Echo, verbatim, everything in the records below from the line containing "of the white" down to the last line of the records, including both ends.
━━ Data provided ━━
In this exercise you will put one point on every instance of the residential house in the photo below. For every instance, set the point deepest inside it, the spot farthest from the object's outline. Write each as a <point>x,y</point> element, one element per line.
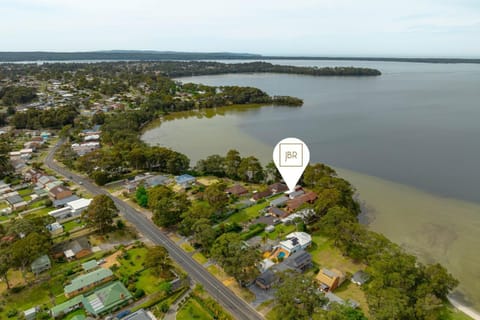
<point>279,202</point>
<point>41,264</point>
<point>260,195</point>
<point>296,194</point>
<point>140,315</point>
<point>60,192</point>
<point>62,202</point>
<point>102,301</point>
<point>90,265</point>
<point>43,180</point>
<point>266,280</point>
<point>294,204</point>
<point>333,298</point>
<point>86,282</point>
<point>297,262</point>
<point>296,241</point>
<point>72,210</point>
<point>360,277</point>
<point>277,212</point>
<point>154,181</point>
<point>55,228</point>
<point>16,202</point>
<point>49,186</point>
<point>185,180</point>
<point>237,190</point>
<point>330,279</point>
<point>77,248</point>
<point>277,188</point>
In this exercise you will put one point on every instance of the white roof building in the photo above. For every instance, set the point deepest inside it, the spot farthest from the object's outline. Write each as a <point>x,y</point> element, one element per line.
<point>296,241</point>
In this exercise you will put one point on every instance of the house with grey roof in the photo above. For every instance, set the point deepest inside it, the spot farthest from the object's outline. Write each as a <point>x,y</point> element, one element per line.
━━━
* Complete output
In this exercise you will put one point on every instance of the white roof building in the photo above. For every instance, set the point deepest inside it, the spot farthest from the object's outline. Write each as a <point>x,y</point> element, one element per line.
<point>296,241</point>
In this exercise you will put one point on every instance of the house with grey roof in the photo above. For every instance, set the point deepest inside it, the spot farthest from the object's outline. Write each as a <point>x,y</point> element, one element per line.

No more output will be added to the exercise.